**Aim of the task**. A faithful copy of the entries, without any pictures, is what is needed here.

**Data shown**.

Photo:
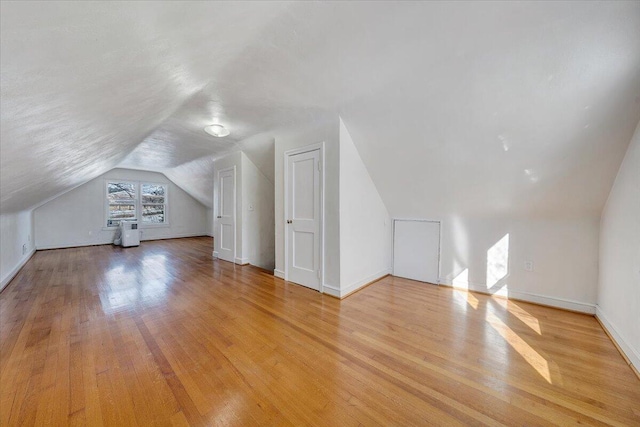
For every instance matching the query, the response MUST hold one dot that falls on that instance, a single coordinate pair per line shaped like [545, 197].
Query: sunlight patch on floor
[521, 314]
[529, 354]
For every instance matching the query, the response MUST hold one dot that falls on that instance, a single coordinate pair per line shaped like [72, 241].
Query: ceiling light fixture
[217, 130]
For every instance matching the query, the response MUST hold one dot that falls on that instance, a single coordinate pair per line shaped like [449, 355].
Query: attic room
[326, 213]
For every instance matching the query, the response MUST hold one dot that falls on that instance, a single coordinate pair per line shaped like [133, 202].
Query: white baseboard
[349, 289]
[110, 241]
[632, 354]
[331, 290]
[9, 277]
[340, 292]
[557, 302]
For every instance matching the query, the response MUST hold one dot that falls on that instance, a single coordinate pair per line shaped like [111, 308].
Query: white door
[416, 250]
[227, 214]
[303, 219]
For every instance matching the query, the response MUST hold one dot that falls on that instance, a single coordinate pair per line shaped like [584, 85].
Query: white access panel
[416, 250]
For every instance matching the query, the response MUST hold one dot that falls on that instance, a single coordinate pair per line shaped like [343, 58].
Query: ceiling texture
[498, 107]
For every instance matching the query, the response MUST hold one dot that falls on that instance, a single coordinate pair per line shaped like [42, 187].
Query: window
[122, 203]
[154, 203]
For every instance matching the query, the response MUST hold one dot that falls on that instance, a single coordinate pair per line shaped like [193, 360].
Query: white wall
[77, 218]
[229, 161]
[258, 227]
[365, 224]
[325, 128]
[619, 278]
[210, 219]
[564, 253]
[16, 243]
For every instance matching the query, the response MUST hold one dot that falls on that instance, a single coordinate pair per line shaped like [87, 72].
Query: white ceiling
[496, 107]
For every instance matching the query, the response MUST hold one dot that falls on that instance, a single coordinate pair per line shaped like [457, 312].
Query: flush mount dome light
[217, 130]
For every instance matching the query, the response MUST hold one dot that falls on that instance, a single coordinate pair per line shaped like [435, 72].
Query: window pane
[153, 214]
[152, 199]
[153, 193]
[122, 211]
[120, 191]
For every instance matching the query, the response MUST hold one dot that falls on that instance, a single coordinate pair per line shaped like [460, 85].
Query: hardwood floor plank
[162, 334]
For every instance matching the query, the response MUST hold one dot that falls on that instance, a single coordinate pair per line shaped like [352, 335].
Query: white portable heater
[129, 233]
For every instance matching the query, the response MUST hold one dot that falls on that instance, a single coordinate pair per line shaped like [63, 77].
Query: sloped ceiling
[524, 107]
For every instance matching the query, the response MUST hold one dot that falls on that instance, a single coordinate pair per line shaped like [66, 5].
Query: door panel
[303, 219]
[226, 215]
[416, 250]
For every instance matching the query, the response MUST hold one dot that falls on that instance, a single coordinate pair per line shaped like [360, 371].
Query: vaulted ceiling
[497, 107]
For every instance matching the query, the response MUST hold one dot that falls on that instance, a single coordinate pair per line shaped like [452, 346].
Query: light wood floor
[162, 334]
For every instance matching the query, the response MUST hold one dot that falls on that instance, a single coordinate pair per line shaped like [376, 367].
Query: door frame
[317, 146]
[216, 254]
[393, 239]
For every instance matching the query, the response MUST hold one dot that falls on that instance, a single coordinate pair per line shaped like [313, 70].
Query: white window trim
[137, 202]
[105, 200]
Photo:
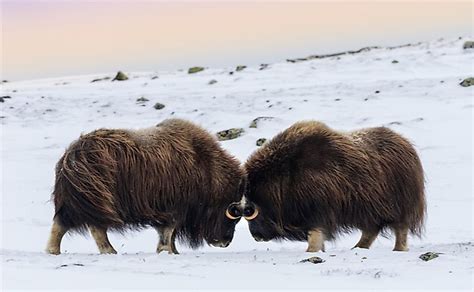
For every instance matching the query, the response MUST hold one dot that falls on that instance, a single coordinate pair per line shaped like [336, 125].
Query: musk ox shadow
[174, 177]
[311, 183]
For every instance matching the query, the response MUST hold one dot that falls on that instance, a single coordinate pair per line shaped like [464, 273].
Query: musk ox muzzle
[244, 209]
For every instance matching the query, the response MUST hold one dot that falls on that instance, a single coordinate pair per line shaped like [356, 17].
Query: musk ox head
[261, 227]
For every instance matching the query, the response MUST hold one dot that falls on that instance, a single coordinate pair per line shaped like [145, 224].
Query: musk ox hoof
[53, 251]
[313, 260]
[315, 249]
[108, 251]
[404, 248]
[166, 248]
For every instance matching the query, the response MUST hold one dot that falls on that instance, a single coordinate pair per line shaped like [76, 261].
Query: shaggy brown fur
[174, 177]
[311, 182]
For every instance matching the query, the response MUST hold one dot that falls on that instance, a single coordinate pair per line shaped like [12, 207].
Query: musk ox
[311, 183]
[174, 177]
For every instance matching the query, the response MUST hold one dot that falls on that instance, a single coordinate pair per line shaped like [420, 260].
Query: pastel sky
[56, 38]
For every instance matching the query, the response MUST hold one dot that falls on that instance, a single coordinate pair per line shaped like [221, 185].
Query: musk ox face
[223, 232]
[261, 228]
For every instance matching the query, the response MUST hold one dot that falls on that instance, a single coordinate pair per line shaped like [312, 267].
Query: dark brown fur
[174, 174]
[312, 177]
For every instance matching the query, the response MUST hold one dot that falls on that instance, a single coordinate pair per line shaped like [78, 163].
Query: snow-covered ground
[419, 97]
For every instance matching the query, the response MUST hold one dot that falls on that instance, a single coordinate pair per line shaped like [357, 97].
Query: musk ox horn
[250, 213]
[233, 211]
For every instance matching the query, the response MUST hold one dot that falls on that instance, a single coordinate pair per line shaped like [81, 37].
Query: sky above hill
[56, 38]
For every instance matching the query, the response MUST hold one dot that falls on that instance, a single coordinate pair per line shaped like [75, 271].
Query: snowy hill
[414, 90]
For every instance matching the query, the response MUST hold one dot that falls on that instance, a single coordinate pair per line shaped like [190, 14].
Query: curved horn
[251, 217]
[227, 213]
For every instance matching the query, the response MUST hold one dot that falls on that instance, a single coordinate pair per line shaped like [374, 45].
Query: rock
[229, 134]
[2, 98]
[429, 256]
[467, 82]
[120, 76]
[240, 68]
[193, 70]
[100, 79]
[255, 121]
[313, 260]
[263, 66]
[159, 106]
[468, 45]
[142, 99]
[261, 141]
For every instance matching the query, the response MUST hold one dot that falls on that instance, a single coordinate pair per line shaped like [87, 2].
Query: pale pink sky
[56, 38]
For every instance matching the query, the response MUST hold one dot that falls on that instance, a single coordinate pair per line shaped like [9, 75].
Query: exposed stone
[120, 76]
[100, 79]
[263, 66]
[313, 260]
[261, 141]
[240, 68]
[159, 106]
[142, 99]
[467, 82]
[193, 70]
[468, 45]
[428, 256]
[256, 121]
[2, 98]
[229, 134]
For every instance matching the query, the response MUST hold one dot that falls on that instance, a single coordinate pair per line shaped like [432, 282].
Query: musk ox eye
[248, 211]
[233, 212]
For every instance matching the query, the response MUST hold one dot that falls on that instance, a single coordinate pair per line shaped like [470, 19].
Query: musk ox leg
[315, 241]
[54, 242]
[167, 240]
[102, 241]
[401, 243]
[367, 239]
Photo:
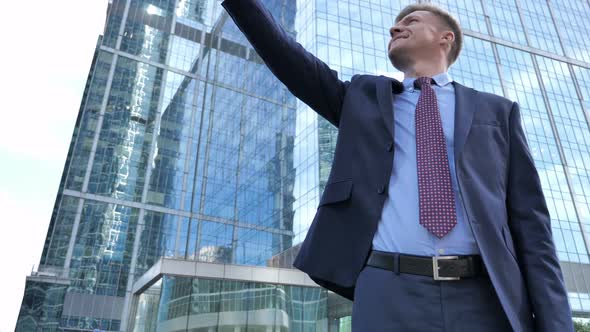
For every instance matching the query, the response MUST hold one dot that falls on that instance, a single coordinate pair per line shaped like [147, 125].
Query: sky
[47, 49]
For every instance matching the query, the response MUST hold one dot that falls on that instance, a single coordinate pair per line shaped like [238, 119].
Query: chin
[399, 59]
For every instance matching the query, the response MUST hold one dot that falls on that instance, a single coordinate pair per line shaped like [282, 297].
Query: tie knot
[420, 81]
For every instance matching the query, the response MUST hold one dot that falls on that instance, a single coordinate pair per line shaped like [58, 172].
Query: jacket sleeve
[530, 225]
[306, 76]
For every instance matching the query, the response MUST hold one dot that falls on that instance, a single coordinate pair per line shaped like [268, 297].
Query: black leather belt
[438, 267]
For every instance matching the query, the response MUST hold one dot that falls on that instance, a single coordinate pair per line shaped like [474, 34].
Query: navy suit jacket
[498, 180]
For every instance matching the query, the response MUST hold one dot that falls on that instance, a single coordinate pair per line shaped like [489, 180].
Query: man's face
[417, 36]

**Answer to this task**.
Photo:
For every instance matching the query, the response MUST hold one dot that falls on that instance, a single coordinate pair per line shaped like [545, 197].
Query: sunlight patch on floor
[521, 314]
[529, 354]
For every instance matching the query, the response MUST hold one dot that falls on that instance, a single coordinate pair per line shaped like [72, 241].
Query: ceiling light fixture
[217, 130]
For every instance matching the query, the response MUST hold one dot that falls on that instance, a single coordinate pair per line shaped like [449, 355].
Query: attic room
[326, 213]
For every instance matching the query, the response MUST hold one dot that falls on that instance, a single coordinate pair per line shaped like [133, 202].
Query: white baseboard
[349, 289]
[110, 241]
[632, 354]
[331, 290]
[9, 277]
[340, 292]
[557, 302]
For every instance matching the query, the response MUST hold one dot that falls on that instance, a single coordinate pair per line shaped like [111, 308].
Query: white door
[416, 250]
[227, 214]
[303, 219]
For every instance matching the query, the response MUST hold one dot that falls on that instance, a single coordinate pair per line shaped like [584, 85].
Query: white access panel
[416, 250]
For every instance matching the query, the response MUST hold one dot that falls on that instance, a single coordinate pair per line shaped like [343, 58].
Query: ceiling texture
[498, 107]
For every instance matching the query, the response MUST hold one dot that falls on that instance, a single coordinate pair per line shaped like [42, 187].
Query: window
[122, 203]
[154, 203]
For every instance matching the query, the response MUST hold one dot that falls on that instance, a single coordinate pair per line shaped like [193, 360].
Query: white wall
[77, 218]
[229, 161]
[258, 227]
[365, 224]
[325, 128]
[619, 278]
[210, 219]
[564, 253]
[16, 243]
For every instance matching the query, the response MUST hold one dot that falls on that instance, a single coordinate pair per line shaped like [87, 72].
Query: white ceiling
[496, 107]
For every instance matching the query, the response MUST hold one dot that falls on that instance, a single coordinate pair per line shaped like [457, 312].
Query: flush mount dome light
[217, 130]
For every instance matching the query, the response MUST hold one dot that falls on that instance, a single coordinate pair per line shaped like [435, 72].
Query: window pane
[153, 214]
[152, 199]
[153, 193]
[122, 211]
[120, 191]
For every instance matching the query, the response MUST hold one dot that falls on that instance, a single coordinate pair per line shaped like [460, 85].
Query: hardwood floor plank
[162, 334]
For every instance matching the query, the response MUST hold one dot that falls on that instance, a single coordinate pair per line shaped like [352, 335].
Query: white portable heater
[129, 233]
For every instance matching the query, the response MUST hold one dot that falls on that instance, a single coordinate pair per line shaped like [63, 77].
Query: sloped ceiling
[524, 107]
For every instance matching the query, the response MUST hold one dot that falls on that instance, a single coordinate pair per line shaped like [66, 5].
Query: door panel
[303, 219]
[226, 215]
[416, 250]
For every instance matching the query, the response MUST hold one dot that falls on that instance, a single coordinate pair per line shaped like [360, 371].
Query: vaulted ceiling
[497, 107]
For every instance matching the query, the response MUST hold one dot that falls on that instance, a single coordinate pair per line shaped like [452, 346].
Query: light wood floor
[162, 334]
For every instance matching the query, the response MUST hold one dot that falls on that instance, a single coordinate pair per line shaped like [376, 367].
Query: door frame
[317, 146]
[216, 254]
[393, 239]
For every instance matching the query, the response MUST hold one dot that falls on that instance, a single coordinate pair per line shaped like [313, 70].
Query: white window trim
[137, 202]
[105, 200]
Photo:
For every instance matching the query, the response MUST hold one dot that falls on that instance, a single coordinate pair per line shaped like [336, 125].
Query: musk ox shadow
[174, 177]
[311, 183]
For every instance matching the query, the response MUST hold one dot that falls on that instance, a single coordinate pair per line shaped like [464, 273].
Query: musk ox muzzle
[244, 209]
For every instance matching the query, the response MUST hold one dot that falls on that instance, a single coordinate pair per line shaped like [356, 17].
Query: musk ox head
[261, 227]
For every instance matching the query, the response MUST hold one dot that falls on that instance, a single coordinate pair per line shaped like [145, 224].
Query: musk ox hoof
[53, 251]
[313, 260]
[315, 249]
[108, 251]
[404, 248]
[166, 248]
For every instance matching the query, the response MUST hold one dot that falls on that instance, a single coordinate pair per line shaped like [76, 261].
Query: shaggy brown fur
[174, 177]
[311, 182]
For every instance matching the query, the response MUST hold one dot that falls on that instance, a single coordinate pair per line shaped like [12, 207].
Query: musk ox
[311, 183]
[174, 177]
For every instance matching the query, the response MUST hold one dot that falls on that instance, a single coordinate pair per line shaped like [420, 260].
Query: pastel sky
[56, 38]
For every instance matching the query, the response MUST hold one dot that falls on that instance, a single coordinate pair per line shaped like [221, 185].
Query: musk ox face
[223, 232]
[261, 228]
For every instance matching the query, the response MUST hold one dot that falls on that instance, a single coordinate pair per line shaped like [312, 267].
Query: dark brown fur
[174, 174]
[312, 177]
For every instance matching the query, the response MUST hold one dot that falls on that instance, a single coordinate pair per line shaped like [78, 163].
Query: snow-covered ground
[419, 97]
For every instance matching the query, the response MUST hold one dot that falls on that instance, a single coordinate pair per line shaped like [357, 97].
Query: musk ox horn
[250, 213]
[233, 211]
For every instance matching the query, the response MUST hold one dot that falls on that instance, a single coordinate pair per line shaped like [81, 37].
Query: sky above hill
[56, 38]
For every instance matching the query, the response MUST hold one dot that falls on that instance, a single coordinate pair per line shaped like [75, 271].
Query: snowy hill
[414, 90]
For every instance matching the query, the response MUST hold one dot that falls on that instance, a single coordinate pair per line shaped like [190, 14].
Query: curved horn
[251, 217]
[227, 213]
For every instance matching the query, the response MUST hold one dot that falls on that instance, a single coordinate pair per line shaped like [374, 45].
Query: rock
[229, 134]
[2, 98]
[429, 256]
[467, 82]
[120, 76]
[240, 68]
[193, 70]
[100, 79]
[255, 121]
[313, 260]
[263, 66]
[159, 106]
[468, 45]
[142, 99]
[261, 141]
For every instance matching the query, the response MUST hold one dot that falls on that instance, a single coordinate pair per line shaped like [87, 2].
Query: pale pink sky
[56, 38]
For every instance matching the query, the response MUST hold one dot that falls on that instance, a single coordinate pair per line shaped like [9, 75].
Query: exposed stone
[120, 76]
[100, 79]
[263, 66]
[313, 260]
[261, 141]
[240, 68]
[159, 106]
[142, 99]
[467, 82]
[193, 70]
[468, 45]
[428, 256]
[256, 121]
[2, 98]
[229, 134]
For every instance matching the query, the response MUST hold one dot that falls on that instance, a single coordinate pair per line shaped like [432, 282].
Query: musk ox eye
[248, 211]
[233, 212]
For every instance matching the query, the response MUST hold one dot that falls on that instance, a single coordinate pair per line shaped like [470, 19].
Query: musk ox leg
[315, 241]
[54, 242]
[167, 240]
[102, 241]
[401, 243]
[367, 239]
Photo:
For every instance matching the query, the response MUST hold one dot that falls on that instance, a single coordinate pair per line shaped like [147, 125].
Query: sky
[47, 49]
For every instance matching the query, the response MUST hold one dot that falls on that instance, a single coordinate pair per line shaped like [238, 119].
Query: chin
[399, 59]
For every instance matching the query, the response MUST hold one dot that falls on that instance, a single coordinate pair per line shaped like [282, 297].
Query: tie knot
[420, 81]
For every instance matching the query, the response MUST hold one dot that falls on that instance, a single coordinate pair per line shaped like [58, 172].
Query: jacket sleeve
[530, 225]
[306, 76]
For every instance matching the query, the response MUST hold one dot that falls on that instance, a single coordinate pair per line shaped like [268, 297].
Query: black leather belt
[438, 267]
For every instance matching the query, the response MUST hold one dot that falls on that instance, a single coordinate pair per line shaped like [474, 34].
Query: navy suit jacket
[498, 180]
For every instance matching the query, the response MUST hold one dot that falls on that instance, a single coordinate pair per line shaped like [489, 180].
Query: man's face
[417, 36]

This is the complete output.